Labeled-object pointing data entries:
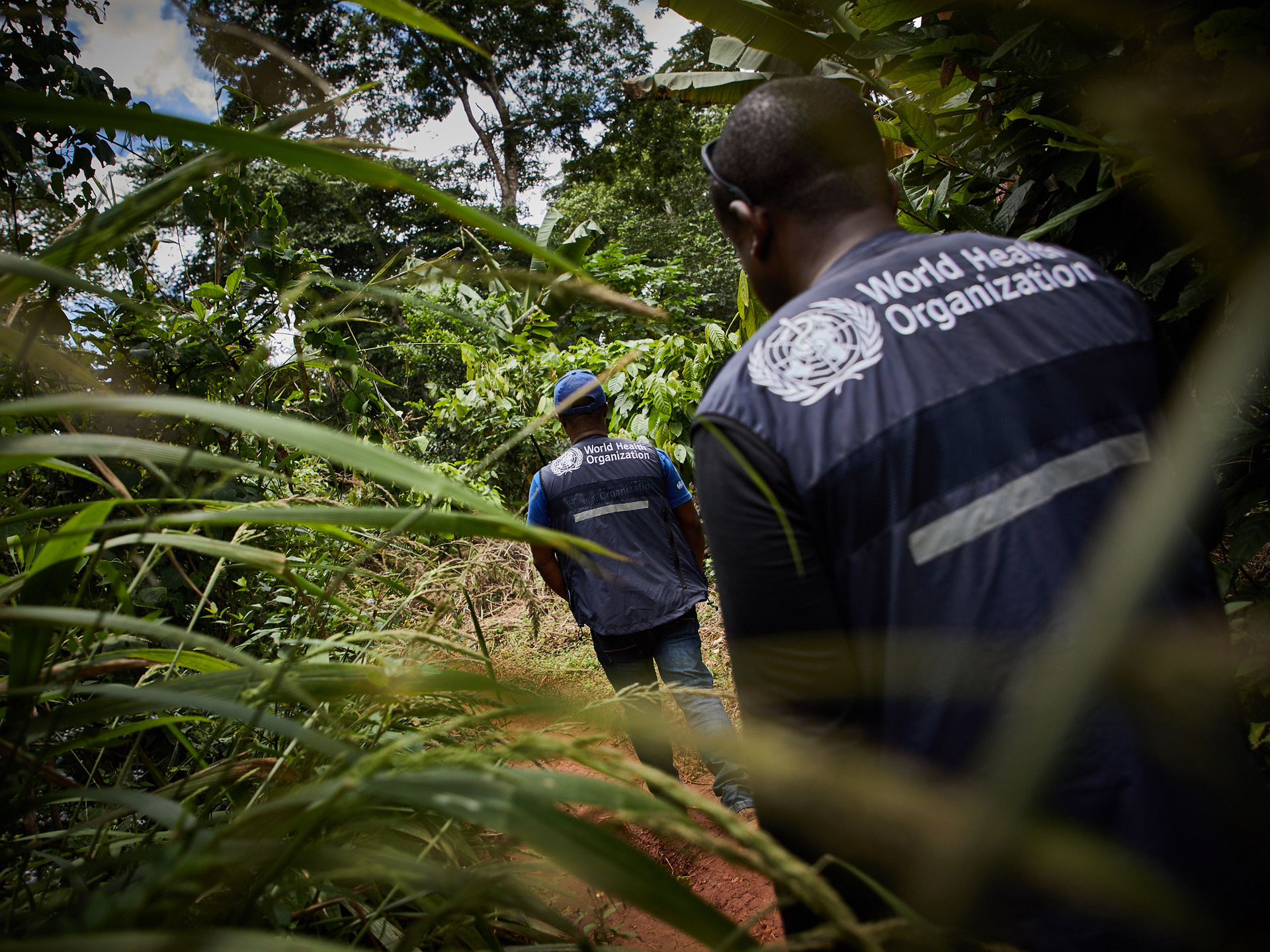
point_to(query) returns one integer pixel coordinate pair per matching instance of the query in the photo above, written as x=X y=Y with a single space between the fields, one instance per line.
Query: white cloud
x=437 y=139
x=665 y=31
x=145 y=46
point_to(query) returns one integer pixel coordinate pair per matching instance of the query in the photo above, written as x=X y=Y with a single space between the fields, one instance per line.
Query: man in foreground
x=629 y=498
x=941 y=420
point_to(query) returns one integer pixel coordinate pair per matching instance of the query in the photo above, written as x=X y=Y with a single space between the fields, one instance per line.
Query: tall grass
x=238 y=711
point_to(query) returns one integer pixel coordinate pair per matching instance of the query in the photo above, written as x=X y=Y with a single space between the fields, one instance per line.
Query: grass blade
x=313 y=438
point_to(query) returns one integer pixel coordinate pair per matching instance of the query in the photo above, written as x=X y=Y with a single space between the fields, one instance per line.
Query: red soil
x=737 y=892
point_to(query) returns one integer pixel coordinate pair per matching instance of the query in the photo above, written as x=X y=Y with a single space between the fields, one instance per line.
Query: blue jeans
x=675 y=648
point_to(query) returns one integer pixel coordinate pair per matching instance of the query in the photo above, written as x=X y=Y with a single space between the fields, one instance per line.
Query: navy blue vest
x=613 y=492
x=955 y=412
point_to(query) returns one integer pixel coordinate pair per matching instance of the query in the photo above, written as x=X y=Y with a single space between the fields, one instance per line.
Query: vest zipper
x=669 y=537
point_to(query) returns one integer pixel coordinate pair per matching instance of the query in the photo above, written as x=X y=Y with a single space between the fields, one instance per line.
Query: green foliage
x=643 y=186
x=652 y=397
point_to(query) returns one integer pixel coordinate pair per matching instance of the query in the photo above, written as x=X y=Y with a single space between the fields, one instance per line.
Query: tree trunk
x=503 y=161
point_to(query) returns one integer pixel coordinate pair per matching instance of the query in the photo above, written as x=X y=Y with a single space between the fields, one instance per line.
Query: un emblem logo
x=818 y=350
x=568 y=461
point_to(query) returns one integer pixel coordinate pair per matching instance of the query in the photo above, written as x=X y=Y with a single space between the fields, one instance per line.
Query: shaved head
x=804 y=145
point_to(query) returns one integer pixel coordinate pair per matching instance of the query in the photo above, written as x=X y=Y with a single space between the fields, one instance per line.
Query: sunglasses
x=733 y=190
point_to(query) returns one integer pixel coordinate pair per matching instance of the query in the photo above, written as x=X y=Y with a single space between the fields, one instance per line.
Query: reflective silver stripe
x=1025 y=494
x=606 y=509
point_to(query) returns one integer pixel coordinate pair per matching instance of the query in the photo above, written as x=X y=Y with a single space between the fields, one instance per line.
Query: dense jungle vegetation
x=259 y=506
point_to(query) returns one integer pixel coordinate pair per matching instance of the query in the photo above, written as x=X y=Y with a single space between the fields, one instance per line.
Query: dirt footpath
x=737 y=892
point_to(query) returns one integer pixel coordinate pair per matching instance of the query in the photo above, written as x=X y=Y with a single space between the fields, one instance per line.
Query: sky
x=145 y=46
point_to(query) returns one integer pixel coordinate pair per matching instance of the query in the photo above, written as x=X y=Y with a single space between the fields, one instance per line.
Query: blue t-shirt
x=676 y=493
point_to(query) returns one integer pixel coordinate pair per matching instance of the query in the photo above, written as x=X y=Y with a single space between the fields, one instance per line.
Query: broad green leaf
x=884 y=45
x=757 y=26
x=324 y=442
x=724 y=51
x=48 y=444
x=878 y=15
x=1013 y=42
x=1067 y=215
x=920 y=125
x=1057 y=125
x=413 y=17
x=579 y=240
x=83 y=113
x=73 y=536
x=544 y=238
x=705 y=88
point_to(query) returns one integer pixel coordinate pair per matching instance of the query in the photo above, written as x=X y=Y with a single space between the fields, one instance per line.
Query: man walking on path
x=629 y=498
x=943 y=420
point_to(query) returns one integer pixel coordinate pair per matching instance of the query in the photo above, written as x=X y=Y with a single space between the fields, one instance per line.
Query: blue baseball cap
x=574 y=381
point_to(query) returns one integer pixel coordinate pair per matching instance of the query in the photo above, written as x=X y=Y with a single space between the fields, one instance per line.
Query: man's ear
x=755 y=234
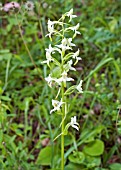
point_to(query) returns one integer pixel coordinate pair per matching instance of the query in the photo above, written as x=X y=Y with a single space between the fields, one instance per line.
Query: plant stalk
x=62 y=129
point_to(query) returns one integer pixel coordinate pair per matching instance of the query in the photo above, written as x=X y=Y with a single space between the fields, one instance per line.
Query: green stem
x=62 y=129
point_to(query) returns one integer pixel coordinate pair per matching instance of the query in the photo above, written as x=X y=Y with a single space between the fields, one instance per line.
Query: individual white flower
x=64 y=78
x=1 y=6
x=69 y=65
x=29 y=5
x=57 y=105
x=75 y=56
x=65 y=45
x=51 y=29
x=50 y=49
x=45 y=5
x=48 y=55
x=74 y=124
x=49 y=80
x=74 y=28
x=11 y=5
x=69 y=42
x=79 y=87
x=70 y=14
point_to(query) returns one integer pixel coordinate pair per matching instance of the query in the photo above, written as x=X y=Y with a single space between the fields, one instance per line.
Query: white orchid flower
x=74 y=124
x=70 y=14
x=57 y=105
x=51 y=29
x=64 y=78
x=74 y=28
x=49 y=80
x=48 y=55
x=75 y=56
x=66 y=44
x=79 y=87
x=69 y=65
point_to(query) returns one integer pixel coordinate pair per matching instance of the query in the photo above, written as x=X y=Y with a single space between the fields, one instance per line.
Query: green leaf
x=77 y=157
x=45 y=156
x=72 y=166
x=94 y=148
x=115 y=166
x=91 y=161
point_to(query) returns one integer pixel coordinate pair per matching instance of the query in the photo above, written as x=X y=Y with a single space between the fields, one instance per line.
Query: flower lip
x=74 y=124
x=57 y=105
x=29 y=5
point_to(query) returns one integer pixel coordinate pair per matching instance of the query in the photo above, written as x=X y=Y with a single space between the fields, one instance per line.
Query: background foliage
x=26 y=128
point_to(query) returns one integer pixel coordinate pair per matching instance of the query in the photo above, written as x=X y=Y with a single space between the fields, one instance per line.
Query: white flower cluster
x=67 y=59
x=29 y=6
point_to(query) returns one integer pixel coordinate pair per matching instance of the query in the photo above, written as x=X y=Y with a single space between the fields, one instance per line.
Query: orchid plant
x=62 y=58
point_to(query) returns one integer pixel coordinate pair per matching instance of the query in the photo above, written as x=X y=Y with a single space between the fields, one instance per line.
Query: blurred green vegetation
x=26 y=128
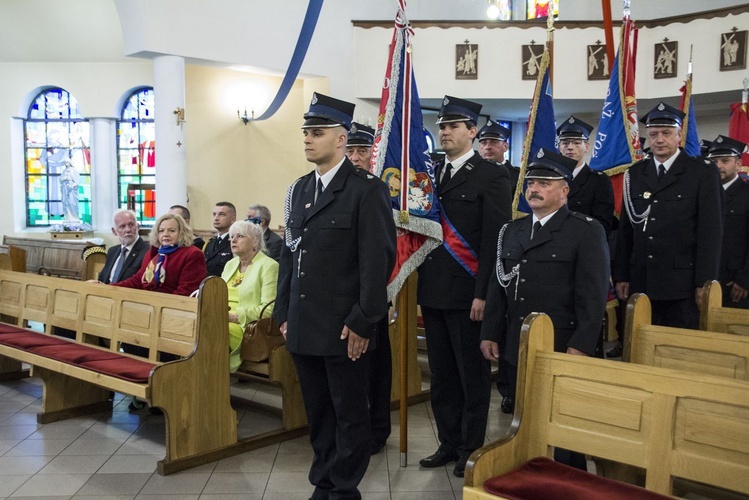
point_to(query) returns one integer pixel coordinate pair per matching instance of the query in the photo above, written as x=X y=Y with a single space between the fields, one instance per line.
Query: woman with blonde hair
x=172 y=264
x=251 y=278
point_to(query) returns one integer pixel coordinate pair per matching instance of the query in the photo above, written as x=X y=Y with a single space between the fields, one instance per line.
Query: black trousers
x=335 y=399
x=682 y=313
x=461 y=385
x=380 y=382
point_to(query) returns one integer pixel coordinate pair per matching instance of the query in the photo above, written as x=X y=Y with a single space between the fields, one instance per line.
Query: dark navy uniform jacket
x=563 y=272
x=477 y=201
x=678 y=249
x=339 y=272
x=591 y=194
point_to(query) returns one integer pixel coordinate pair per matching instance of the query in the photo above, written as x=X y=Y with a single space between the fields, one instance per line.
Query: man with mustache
x=554 y=261
x=671 y=229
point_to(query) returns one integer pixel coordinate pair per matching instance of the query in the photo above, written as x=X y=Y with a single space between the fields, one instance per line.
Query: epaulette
x=578 y=215
x=364 y=174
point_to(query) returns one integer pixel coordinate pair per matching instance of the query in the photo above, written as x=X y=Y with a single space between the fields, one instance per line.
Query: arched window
x=58 y=161
x=136 y=156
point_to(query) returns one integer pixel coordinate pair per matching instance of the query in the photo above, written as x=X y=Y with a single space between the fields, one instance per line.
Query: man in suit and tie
x=590 y=190
x=475 y=195
x=734 y=263
x=260 y=214
x=124 y=260
x=554 y=261
x=332 y=289
x=218 y=249
x=671 y=229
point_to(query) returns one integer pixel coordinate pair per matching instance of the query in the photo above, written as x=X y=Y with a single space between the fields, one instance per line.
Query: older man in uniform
x=555 y=261
x=475 y=196
x=590 y=190
x=671 y=230
x=359 y=152
x=734 y=263
x=332 y=289
x=493 y=146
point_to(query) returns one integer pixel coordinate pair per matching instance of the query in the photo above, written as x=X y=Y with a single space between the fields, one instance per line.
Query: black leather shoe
x=460 y=466
x=508 y=405
x=614 y=352
x=438 y=459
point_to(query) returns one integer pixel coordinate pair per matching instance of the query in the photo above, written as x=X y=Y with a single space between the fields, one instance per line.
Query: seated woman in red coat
x=173 y=264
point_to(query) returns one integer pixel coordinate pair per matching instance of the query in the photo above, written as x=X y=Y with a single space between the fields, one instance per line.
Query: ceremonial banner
x=690 y=139
x=617 y=142
x=542 y=131
x=400 y=157
x=738 y=127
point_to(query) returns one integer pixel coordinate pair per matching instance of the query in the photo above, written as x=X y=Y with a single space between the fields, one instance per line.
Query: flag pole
x=608 y=30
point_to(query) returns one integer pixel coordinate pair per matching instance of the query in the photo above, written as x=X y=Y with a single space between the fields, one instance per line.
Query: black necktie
x=120 y=264
x=445 y=176
x=536 y=229
x=318 y=190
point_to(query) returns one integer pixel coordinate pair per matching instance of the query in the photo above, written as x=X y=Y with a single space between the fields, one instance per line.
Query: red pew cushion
x=542 y=478
x=73 y=353
x=123 y=367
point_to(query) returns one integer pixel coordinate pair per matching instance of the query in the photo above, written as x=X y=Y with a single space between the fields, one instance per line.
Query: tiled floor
x=113 y=455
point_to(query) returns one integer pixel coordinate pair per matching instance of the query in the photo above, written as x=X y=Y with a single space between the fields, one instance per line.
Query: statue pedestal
x=71 y=235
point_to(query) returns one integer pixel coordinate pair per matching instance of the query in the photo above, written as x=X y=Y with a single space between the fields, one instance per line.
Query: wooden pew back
x=712 y=353
x=93 y=312
x=670 y=423
x=716 y=318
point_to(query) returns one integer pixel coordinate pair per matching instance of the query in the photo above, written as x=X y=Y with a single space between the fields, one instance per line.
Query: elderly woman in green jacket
x=251 y=278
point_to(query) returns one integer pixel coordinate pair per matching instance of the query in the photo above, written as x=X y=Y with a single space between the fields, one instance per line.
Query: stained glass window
x=136 y=156
x=58 y=161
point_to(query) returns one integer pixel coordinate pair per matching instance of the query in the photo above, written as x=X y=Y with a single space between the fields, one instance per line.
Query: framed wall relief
x=531 y=57
x=598 y=62
x=467 y=61
x=666 y=57
x=733 y=50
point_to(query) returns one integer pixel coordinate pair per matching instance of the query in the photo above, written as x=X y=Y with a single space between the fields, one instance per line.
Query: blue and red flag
x=400 y=157
x=617 y=142
x=542 y=130
x=690 y=139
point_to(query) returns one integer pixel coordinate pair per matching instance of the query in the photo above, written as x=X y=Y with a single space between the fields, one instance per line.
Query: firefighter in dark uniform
x=590 y=190
x=671 y=229
x=556 y=262
x=475 y=196
x=493 y=145
x=734 y=263
x=359 y=152
x=332 y=289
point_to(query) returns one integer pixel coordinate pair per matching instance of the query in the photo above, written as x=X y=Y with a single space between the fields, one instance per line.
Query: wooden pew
x=17 y=257
x=716 y=318
x=193 y=391
x=670 y=423
x=708 y=352
x=53 y=257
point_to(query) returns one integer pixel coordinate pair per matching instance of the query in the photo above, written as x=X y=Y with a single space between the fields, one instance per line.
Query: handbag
x=260 y=338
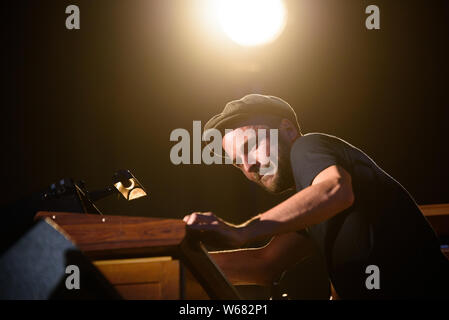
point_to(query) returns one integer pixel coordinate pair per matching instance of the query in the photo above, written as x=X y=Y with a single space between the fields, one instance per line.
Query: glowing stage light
x=251 y=22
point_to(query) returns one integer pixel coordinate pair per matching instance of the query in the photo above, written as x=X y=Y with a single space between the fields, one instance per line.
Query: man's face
x=252 y=151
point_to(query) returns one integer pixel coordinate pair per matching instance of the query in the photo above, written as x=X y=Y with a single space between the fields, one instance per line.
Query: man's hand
x=214 y=231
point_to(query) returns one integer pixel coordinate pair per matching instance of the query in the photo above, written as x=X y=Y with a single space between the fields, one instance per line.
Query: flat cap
x=250 y=107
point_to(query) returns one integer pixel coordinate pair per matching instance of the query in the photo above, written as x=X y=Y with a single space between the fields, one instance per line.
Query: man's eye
x=238 y=161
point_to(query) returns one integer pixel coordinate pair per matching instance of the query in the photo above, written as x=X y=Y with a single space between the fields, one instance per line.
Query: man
x=375 y=241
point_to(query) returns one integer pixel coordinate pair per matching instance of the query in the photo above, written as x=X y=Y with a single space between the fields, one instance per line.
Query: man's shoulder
x=317 y=139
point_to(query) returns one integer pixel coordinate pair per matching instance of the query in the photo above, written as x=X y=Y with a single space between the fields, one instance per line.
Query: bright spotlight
x=251 y=22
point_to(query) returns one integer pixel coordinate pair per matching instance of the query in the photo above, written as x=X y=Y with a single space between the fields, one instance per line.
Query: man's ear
x=288 y=129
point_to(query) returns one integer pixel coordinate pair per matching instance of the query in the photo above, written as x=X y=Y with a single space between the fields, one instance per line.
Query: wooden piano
x=144 y=258
x=152 y=258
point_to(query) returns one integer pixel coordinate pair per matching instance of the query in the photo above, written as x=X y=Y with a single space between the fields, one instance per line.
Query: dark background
x=84 y=103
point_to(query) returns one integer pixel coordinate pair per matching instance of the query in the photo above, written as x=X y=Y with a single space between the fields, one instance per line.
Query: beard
x=282 y=180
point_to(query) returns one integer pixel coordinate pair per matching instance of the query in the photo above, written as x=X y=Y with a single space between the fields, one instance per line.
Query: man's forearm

# Aim
Write out the data word for word, everything from the very start down to and including the line that contains "x=238 y=711", and leave the pictures out.

# Correct result
point_to(query) returns one integer pixel coordinate pair per matching instance of the query in the photo above, written as x=X y=Y with a single space between the fields, one instance per line.
Query: white cloud
x=437 y=139
x=665 y=31
x=145 y=46
point_to(query) returns one integer pixel coordinate pair per matching instance of the query in the photo above, written as x=X y=Y with a single space between the fields, one instance per line.
Query: man in foreground
x=629 y=498
x=941 y=420
point_to(query) returns one integer pixel coordinate pair per matching instance of the query in the photo above, written as x=X y=Y with a single space between the fields, one instance per line.
Query: tall grass
x=238 y=711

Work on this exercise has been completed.